Would you output, exactly as written, the line with "Question. The photo above holds the calm" and all lines after it to the end of the data below, and no others?

Top of Extracted material

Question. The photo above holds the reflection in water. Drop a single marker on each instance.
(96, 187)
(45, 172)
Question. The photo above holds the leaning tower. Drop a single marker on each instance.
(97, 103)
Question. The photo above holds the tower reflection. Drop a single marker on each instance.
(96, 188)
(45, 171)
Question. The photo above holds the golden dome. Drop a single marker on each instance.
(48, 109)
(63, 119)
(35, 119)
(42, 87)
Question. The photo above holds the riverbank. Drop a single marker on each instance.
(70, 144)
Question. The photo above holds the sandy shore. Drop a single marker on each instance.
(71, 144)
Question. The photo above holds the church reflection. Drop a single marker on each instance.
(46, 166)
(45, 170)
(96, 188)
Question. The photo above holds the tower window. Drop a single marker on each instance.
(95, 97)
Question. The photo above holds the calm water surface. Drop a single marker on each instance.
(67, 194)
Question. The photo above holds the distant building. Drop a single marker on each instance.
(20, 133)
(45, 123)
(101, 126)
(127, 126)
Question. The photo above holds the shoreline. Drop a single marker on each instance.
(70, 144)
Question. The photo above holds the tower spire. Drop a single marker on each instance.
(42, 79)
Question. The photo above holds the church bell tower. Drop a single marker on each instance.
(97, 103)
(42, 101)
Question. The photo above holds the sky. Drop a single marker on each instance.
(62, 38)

Bottom of Extracted material

**Solution below**
Question. The photo above holds the calm water surface. Drop a single marker on each instance.
(67, 194)
Question. The photo above holds the distant building. Drop a single marker on each instance.
(20, 133)
(45, 123)
(101, 126)
(127, 126)
Question. The photo above holds the shoreline. Drop a single marker on each instance.
(70, 144)
Question. The photo above holds the tower spire. Drop a single marker on each instance.
(42, 79)
Question. The photo above holds the church bell tower. Drop a single marker on each instance.
(97, 103)
(42, 101)
Question. The photo above holds the sky. Drop a single marker on each instance.
(62, 38)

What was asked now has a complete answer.